_Directions:_ For each statement, answer yes or no according to the article about Olaf Olafsson, and quote the words from it that decide the answer. 1. Olafsson's office is in the Time Warner Center. 2. Olafsson attends many social events. 3. Restoration is set in Iceland.

_Page excerpt:_
%%
Global media executive publishes his fourth novel

3/18/2012
BY DAVID CARR
NEW YORK TIMES NEWS SERVICE

NEW YORK -- As writers' offices go, Olaf Olafsson's is a bit of a surprise. It is a giant lair in a futuristic skyscraper, with enough room for both a desk and a big table, along with an expansive view of Central Park. With its abundant light and helpful assistant out front, it's not exactly the kind of dark warren where the author of sprawling historical novels would find himself.

Then again, this office is in the Time Warner Center, where Olafsson does his day job as an executive vice president for international and corporate strategy at Time Warner. At 6 a.m. on a recent day, before going to work, he had gotten up in his Upper East Side apartment and plunged into research on his next novel. His discipline and dual life is all the more admirable given that Restoration, his waning-days-of-war novel set in the rolling hills of Tuscany, was just published last month.

Olafsson, 49, is no hobbyist, having written four books in the past 12 years. His work is characterized by meticulous attention to place and historical events. Given his deep and steady involvement in setting the strategic course of a global media company, his ability to pull off serious novels at the same time is enough to make the rest of us feel like slackers.

"That's funny, I always scold myself for not being productive enough," he said, his voice conveying his roots in Iceland, where two of his other books were partially set. "If anything, I think I am good at organizing my time. I don't go to a lot of social events, so I think that gives me time that I can structure in other ways."

Some corporate executives have trouble fitting in a round of golf now and then, let alone hundreds of hours of research and writing. Count Jeffrey L. Bewkes, the chief executive of Time Warner, among the impressed.

"I've read all of Olaf's books, and I'm frankly amazed that a guy whom I rely on during the day to structure complex digital deals and identify international business opportunities can create novels with such rich characters and intricate plotlines," he said.

Restoration is an ambitious historical novel -- it brings to mind Atonement and The English Patient -- that motors along on a dark mystery taking place in the sunlit vistas of Tuscany, which Olafsson visited as a young student and has returned to many times.
%%
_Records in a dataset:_
%%
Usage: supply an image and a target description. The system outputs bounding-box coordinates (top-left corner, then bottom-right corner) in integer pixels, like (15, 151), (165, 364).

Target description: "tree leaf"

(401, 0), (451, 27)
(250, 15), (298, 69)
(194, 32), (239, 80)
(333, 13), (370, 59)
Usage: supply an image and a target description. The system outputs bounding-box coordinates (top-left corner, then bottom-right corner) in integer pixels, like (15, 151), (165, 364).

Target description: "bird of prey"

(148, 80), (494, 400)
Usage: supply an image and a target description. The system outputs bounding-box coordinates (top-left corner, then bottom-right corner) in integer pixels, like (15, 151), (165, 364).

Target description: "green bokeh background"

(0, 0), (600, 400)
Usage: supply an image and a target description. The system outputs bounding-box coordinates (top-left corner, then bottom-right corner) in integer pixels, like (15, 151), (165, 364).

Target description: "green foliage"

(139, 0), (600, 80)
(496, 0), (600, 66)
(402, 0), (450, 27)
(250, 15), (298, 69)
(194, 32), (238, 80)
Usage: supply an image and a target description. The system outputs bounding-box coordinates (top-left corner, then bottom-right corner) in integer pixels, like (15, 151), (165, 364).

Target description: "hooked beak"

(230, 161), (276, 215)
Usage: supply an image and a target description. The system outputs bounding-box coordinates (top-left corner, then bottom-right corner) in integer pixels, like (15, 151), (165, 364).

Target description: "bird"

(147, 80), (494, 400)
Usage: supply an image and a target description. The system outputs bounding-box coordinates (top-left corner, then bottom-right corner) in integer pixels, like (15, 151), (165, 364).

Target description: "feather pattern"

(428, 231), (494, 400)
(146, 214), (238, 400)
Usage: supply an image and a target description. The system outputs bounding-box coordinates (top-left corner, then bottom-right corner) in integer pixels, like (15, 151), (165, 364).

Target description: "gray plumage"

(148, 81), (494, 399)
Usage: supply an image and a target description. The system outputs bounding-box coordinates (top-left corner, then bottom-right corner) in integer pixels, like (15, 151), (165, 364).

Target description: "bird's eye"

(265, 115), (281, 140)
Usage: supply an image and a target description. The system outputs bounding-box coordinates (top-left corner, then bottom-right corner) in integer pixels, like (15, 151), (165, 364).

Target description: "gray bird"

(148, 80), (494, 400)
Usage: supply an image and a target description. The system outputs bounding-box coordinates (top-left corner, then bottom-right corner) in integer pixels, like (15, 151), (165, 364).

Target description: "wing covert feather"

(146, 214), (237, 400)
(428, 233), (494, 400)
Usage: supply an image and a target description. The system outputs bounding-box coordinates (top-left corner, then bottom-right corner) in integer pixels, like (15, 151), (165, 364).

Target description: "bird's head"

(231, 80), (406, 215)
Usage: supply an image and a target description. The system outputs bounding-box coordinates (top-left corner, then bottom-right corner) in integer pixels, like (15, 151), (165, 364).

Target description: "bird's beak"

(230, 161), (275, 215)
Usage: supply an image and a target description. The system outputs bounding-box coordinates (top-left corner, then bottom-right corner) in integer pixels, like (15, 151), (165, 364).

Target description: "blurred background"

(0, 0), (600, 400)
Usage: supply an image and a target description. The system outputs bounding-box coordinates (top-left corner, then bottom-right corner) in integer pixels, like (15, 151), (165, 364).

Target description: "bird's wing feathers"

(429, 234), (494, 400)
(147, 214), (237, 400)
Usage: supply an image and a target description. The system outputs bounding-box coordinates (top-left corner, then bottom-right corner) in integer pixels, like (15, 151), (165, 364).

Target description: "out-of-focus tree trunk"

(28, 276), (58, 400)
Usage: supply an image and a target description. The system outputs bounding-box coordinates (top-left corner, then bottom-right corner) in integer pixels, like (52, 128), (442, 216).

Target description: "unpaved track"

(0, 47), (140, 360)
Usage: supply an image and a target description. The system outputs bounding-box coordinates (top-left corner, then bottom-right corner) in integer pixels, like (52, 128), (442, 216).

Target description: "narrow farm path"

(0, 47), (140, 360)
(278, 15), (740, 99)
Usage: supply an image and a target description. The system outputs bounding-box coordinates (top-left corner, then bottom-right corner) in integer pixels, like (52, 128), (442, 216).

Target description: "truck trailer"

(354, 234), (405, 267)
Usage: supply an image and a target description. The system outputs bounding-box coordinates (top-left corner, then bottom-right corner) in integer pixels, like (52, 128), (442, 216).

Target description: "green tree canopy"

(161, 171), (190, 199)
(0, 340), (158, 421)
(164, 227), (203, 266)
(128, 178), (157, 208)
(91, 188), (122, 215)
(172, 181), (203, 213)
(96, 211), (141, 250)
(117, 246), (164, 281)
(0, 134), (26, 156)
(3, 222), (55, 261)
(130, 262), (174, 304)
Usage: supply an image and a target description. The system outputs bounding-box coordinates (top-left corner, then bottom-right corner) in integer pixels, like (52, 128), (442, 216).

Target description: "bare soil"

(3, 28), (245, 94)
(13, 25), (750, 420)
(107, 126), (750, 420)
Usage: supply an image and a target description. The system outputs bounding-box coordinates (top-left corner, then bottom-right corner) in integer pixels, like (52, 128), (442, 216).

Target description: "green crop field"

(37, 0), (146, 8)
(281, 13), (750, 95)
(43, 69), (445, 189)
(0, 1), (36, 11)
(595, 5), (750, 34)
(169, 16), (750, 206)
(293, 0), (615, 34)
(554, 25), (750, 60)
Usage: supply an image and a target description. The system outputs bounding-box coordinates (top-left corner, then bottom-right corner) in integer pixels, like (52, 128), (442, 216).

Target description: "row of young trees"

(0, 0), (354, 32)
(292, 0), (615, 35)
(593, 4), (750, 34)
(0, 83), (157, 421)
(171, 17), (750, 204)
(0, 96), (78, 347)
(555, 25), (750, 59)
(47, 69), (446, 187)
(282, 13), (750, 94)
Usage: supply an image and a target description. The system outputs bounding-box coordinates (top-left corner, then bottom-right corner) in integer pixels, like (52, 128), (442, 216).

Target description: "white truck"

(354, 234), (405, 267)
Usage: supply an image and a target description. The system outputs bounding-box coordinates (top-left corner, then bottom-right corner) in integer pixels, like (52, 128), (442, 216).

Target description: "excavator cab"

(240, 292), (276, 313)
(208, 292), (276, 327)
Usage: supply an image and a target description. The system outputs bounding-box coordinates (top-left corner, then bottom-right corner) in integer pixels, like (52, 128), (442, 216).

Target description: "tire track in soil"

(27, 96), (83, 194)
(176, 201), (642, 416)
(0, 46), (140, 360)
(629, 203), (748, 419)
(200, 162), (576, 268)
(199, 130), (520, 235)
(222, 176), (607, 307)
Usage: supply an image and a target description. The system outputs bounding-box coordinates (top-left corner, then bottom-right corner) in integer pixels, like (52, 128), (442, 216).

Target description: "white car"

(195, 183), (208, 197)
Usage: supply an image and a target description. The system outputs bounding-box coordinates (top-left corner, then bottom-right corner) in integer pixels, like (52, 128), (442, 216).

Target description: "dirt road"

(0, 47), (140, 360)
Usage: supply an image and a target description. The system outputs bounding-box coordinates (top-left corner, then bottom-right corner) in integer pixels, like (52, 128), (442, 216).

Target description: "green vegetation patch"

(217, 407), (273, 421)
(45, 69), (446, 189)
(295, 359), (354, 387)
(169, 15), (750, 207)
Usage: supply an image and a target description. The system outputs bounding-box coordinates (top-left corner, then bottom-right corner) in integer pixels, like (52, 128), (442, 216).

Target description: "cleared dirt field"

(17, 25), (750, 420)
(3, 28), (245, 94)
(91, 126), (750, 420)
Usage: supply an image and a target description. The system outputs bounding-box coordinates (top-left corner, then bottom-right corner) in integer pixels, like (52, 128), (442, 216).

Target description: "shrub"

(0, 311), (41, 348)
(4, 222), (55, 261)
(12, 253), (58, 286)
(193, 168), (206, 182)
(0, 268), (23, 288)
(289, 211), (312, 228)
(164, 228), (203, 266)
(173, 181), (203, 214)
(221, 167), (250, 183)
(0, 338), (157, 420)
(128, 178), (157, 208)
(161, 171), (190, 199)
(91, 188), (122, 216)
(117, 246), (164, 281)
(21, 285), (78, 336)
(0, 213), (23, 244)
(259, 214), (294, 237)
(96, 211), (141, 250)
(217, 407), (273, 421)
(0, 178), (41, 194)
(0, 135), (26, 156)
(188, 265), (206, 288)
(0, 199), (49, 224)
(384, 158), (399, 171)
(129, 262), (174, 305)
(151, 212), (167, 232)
%%
_Task output:_
1. Yes: "this office is in the Time Warner Center"
2. No: "I don't go to a lot of social events"
3. No: "his waning-days-of-war novel set in the rolling hills of Tuscany"